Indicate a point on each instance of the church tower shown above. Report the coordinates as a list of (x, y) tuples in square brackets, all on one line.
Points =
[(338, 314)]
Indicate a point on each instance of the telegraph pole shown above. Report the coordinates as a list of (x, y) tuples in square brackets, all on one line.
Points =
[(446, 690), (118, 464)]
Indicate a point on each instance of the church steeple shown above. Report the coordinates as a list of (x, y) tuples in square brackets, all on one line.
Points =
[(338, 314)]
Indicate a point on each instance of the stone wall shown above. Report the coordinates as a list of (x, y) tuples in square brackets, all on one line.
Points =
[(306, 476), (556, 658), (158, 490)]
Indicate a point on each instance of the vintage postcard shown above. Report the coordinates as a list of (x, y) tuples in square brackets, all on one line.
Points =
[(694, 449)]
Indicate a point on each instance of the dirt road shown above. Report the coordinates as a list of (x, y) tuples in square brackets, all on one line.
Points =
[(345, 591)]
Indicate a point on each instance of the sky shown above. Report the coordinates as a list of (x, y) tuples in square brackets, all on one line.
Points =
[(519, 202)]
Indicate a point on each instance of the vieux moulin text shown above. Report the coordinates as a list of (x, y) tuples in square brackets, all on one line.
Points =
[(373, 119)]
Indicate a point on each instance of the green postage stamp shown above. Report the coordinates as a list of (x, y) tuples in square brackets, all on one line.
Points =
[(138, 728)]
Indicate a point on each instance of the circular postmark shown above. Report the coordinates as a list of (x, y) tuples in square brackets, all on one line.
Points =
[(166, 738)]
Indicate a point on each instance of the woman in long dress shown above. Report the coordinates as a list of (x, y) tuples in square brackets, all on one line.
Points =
___
**DIRECTIONS**
Format every line of the records above as a Markdown table with two columns, Number and Entry, giving each nonblank line its own row numbered in sequence.

**ANSWER IN FULL**
| Number | Entry |
|---|---|
| 1 | Indicate a point on each instance of the church tower shown above. Report the coordinates as a list of (x, y) tuples in square brackets, all on one line. |
| 2 | Points = |
| 3 | [(338, 314)] |
| 4 | Indicate a point on each instance of the telegraph pole shown above. Report the coordinates as a list of (x, y) tuples in square brackets, all on one line. |
| 5 | Points = |
| 6 | [(446, 690), (118, 464)] |
| 7 | Indicate a point on each instance of the church steeple shown above. Report the coordinates as a list of (x, y) tuples in square brackets, all on one line. |
| 8 | Points = |
| 9 | [(338, 314)] |
| 10 | Indicate a point on each instance of the stone wall shown above. Report the coordinates as a list of (x, y) tuples in square brackets, all on one line. |
| 11 | Points = |
| 12 | [(306, 476), (556, 658), (158, 490)] |
| 13 | Indicate a point on each instance of the vintage postcard shown above. Report the coordinates as a list of (x, y) tuples in square brackets, all on one line. |
| 14 | Points = |
| 15 | [(694, 449)] |
| 16 | Indicate a point on each instance of the dirt road shown above. Report the coordinates as a list of (x, y) tuples in square brackets, all on one line. |
| 17 | Points = |
| 18 | [(345, 591)] |
| 19 | Indicate a point on each instance of the sky shown above. Report the coordinates as a list of (x, y) tuples in square brackets, all on one line. |
| 20 | Points = |
| 21 | [(519, 202)] |
| 22 | Indicate a point on each instance of the vieux moulin text shown above. Report the coordinates as a list of (x, y) tuples in square brackets, all on one line. |
| 23 | Points = |
| 24 | [(373, 119)] |
| 25 | Indicate a point on each instance of the green postage stamp shown above. Report the coordinates as a list of (x, y) tuples in square brackets, all on one line. |
| 26 | Points = |
| 27 | [(138, 728)] |
| 28 | Indicate a point on each instance of the circular postmark shown above. Report the coordinates as a list of (x, y) tuples in square brackets, all on one line. |
| 29 | Points = |
| 30 | [(166, 738)] |
| 31 | Indicate a point on each instance of the woman in long dress shown above. Report the coordinates as a list of (x, y) tuples in square brackets, all on one line. |
| 32 | Points = |